===== Supplied material
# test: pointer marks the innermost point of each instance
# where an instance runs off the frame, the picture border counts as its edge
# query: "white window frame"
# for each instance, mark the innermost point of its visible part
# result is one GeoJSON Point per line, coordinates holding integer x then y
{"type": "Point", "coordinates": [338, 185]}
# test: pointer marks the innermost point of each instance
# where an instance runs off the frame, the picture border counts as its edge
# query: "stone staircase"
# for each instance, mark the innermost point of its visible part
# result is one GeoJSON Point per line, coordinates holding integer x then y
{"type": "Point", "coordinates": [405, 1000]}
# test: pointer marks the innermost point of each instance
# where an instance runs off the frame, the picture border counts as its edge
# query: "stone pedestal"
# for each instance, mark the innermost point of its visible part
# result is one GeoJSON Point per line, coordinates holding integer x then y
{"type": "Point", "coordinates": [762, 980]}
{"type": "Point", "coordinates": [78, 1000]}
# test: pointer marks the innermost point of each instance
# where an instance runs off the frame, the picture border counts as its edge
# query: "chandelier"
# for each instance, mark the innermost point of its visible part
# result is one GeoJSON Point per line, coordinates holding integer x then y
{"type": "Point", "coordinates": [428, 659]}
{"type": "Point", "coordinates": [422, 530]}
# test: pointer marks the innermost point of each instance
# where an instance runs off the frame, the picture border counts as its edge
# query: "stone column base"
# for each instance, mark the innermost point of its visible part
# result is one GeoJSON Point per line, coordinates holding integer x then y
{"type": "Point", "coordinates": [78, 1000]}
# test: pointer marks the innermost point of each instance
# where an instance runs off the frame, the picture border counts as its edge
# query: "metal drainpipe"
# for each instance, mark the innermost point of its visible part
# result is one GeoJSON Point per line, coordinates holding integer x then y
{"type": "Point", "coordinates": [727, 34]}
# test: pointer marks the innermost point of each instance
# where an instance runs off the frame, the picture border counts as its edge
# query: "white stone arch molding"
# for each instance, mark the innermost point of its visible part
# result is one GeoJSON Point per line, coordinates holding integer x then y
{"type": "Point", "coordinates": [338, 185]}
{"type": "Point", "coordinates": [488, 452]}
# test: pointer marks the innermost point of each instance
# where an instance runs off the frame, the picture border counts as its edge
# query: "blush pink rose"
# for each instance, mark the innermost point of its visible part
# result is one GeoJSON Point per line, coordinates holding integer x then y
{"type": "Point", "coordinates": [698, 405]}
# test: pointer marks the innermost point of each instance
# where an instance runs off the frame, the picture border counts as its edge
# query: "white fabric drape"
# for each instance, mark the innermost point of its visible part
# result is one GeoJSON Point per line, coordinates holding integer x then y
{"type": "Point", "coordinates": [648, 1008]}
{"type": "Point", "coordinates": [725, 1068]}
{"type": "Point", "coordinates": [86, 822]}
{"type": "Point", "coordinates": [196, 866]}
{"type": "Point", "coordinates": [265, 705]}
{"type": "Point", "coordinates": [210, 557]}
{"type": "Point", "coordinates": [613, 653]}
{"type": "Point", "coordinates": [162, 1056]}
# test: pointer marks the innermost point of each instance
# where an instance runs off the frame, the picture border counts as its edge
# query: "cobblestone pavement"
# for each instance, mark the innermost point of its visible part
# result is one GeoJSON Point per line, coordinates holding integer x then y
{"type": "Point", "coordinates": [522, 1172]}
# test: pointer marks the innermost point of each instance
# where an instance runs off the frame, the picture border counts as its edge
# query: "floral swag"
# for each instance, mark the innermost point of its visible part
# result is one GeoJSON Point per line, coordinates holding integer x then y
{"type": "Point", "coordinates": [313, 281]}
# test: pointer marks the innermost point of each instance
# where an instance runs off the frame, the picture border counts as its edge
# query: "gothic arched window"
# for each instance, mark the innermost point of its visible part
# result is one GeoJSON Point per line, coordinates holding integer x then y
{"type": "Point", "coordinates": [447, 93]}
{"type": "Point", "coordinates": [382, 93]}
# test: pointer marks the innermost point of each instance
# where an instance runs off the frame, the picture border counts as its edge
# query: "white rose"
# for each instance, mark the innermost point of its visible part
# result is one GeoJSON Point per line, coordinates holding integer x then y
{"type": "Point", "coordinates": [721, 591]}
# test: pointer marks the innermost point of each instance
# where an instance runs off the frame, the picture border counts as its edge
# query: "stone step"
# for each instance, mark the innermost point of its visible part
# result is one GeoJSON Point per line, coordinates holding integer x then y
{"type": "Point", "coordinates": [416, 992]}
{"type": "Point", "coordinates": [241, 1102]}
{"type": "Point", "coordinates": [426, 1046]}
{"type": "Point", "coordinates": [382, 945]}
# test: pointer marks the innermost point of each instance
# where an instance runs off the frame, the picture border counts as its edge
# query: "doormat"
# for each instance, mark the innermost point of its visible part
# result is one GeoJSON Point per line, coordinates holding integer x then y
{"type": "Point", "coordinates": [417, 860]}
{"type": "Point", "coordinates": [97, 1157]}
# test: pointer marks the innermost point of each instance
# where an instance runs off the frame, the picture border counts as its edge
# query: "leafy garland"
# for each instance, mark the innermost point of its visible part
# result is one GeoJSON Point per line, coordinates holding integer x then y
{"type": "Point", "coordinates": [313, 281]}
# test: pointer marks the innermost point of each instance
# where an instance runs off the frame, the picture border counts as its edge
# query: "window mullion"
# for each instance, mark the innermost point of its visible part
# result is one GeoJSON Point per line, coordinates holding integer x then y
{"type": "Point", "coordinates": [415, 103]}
==========
Transcribe all entries exactly as they are given.

# test: pointer marks the innermost point of each instance
# where an instance runs off the frame, the picture border counts as its edge
# query: "white window frame"
# for each instance, mark the innermost point of its visible part
# result is one GeoJSON Point per line, coordinates holding integer x then y
{"type": "Point", "coordinates": [338, 185]}
# test: pointer marks the innermost point of each instance
# where an instance runs off the frame, the picture border counts as its edge
# query: "stone staircase"
# for each instance, mark the innermost point of its visible part
# result is one GeoJSON Point per line, coordinates holding integer x then y
{"type": "Point", "coordinates": [405, 1000]}
# test: pointer marks the innermost point of each instance
# where an instance runs off the frame, the picture border counts as its edge
# query: "stone pedestal"
# for each instance, mark the innermost point of its visible part
# result is one GeoJSON Point per line, coordinates holding integer x then y
{"type": "Point", "coordinates": [762, 980]}
{"type": "Point", "coordinates": [78, 1000]}
# test: pointer marks the innermost point of each instance
# where an instance runs off the frame, the picture border counts as its edge
# query: "chandelier"
# for each instance, mark the innermost point of its visible part
# result is one GeoJSON Point per line, coordinates holding integer x then y
{"type": "Point", "coordinates": [428, 659]}
{"type": "Point", "coordinates": [422, 530]}
# test: pointer marks the innermost point of each instance
# where an instance runs off the frame, the picture border counts as its edge
# query: "stone column base"
# for each instance, mark the innermost point of its visible part
# result is one GeoJSON Point per line, coordinates holding integer x then y
{"type": "Point", "coordinates": [78, 1000]}
# test: pointer marks the innermost point of each instance
# where an instance runs off the frame, the picture border counts as its edge
# query: "metal drainpipe"
# for each instance, mark the innermost point of its visible part
# result is one GeoJSON Point per line, coordinates holding integer x then y
{"type": "Point", "coordinates": [727, 34]}
# test: pointer marks the innermost point of each instance
# where an instance runs off the frame, the picture border counts as its edge
# query: "white stone arch molding"
# for each instance, mark the innermost point of its visible part
# result is one GeoJSON Point per line, coordinates holding integer x then y
{"type": "Point", "coordinates": [338, 185]}
{"type": "Point", "coordinates": [488, 452]}
# test: pointer marks the innermost point of each instance
# where an instance runs off the frame, the picture border counts as its edge
# query: "blush pink rose"
# for each instance, mark the innermost point of its visible part
# result is one GeoJSON Point per line, coordinates holding integer x then y
{"type": "Point", "coordinates": [698, 405]}
# test: pointer marks the innermost point of each instance
# where an instance runs off the frame, the picture border counts as its edge
# query: "white fabric drape"
# for each instance, mark the innermost point of its visible part
# result is one GeoJSON Point per line, coordinates holding integer x then y
{"type": "Point", "coordinates": [648, 1008]}
{"type": "Point", "coordinates": [725, 1068]}
{"type": "Point", "coordinates": [86, 822]}
{"type": "Point", "coordinates": [196, 866]}
{"type": "Point", "coordinates": [265, 705]}
{"type": "Point", "coordinates": [210, 557]}
{"type": "Point", "coordinates": [613, 653]}
{"type": "Point", "coordinates": [162, 1056]}
# test: pointer marks the innermost point of each instance
# where an instance runs off the frame, the picture border counts as its edge
# query: "cobblestone pavement"
# for each instance, mark the innermost point of its visible part
# result is one GeoJSON Point per line, coordinates holding integer x then y
{"type": "Point", "coordinates": [522, 1172]}
# test: pointer marks the innermost point of each instance
# where an instance runs off the frame, the picture border counts as its edge
# query: "floral swag"
# for each instance, mark the innermost point of its visible part
# result is one GeoJSON Point per line, coordinates holding integer x then y
{"type": "Point", "coordinates": [313, 281]}
# test: pointer marks the innermost point of each instance
# where an instance runs off the frame, the picture border counts as its edge
# query: "gothic arched window"
# for each instance, mark the innermost point of its visible part
# result is one GeoJSON Point per line, coordinates holding integer x then y
{"type": "Point", "coordinates": [447, 93]}
{"type": "Point", "coordinates": [382, 93]}
# test: pointer marks the innermost point of each instance
# where an instance runs off the frame, the picture border counts as its edge
# query: "white rose"
# for each instance, mark the innermost point of its visible part
# result is one GeoJSON Point per line, coordinates holding integer x then y
{"type": "Point", "coordinates": [721, 591]}
# test: pointer marks the innermost point of each instance
# where an instance runs off the frame, the picture border counts as its edge
# query: "stone step"
# for each instance, mark the innermost point of its visible part
# result is one GeoJSON Point per line, coordinates holding integer x then y
{"type": "Point", "coordinates": [416, 992]}
{"type": "Point", "coordinates": [241, 1102]}
{"type": "Point", "coordinates": [426, 1046]}
{"type": "Point", "coordinates": [382, 945]}
# test: pointer marks the innermost point of each instance
# where an instance runs off the frame, the picture border counts as its edge
# query: "doormat"
# for each instance, mark the innermost point of its visible part
# result is one GeoJSON Point per line, coordinates holding integer x then y
{"type": "Point", "coordinates": [417, 860]}
{"type": "Point", "coordinates": [97, 1157]}
# test: pointer marks the innermost point of each instance
# where an instance runs off the frame, the picture border counts as its edge
# query: "leafy garland"
# for each instance, mark the innermost point of its visible part
# result is one GeoJSON Point per line, coordinates holding integer x then y
{"type": "Point", "coordinates": [313, 281]}
# test: pointer marks the innermost point of each instance
# where an instance runs off the frame, the picture border counts as its edge
# query: "window mullion"
# for each instance, mark the innermost point of its visible part
# result is one GeoJSON Point per line, coordinates holding integer x then y
{"type": "Point", "coordinates": [415, 103]}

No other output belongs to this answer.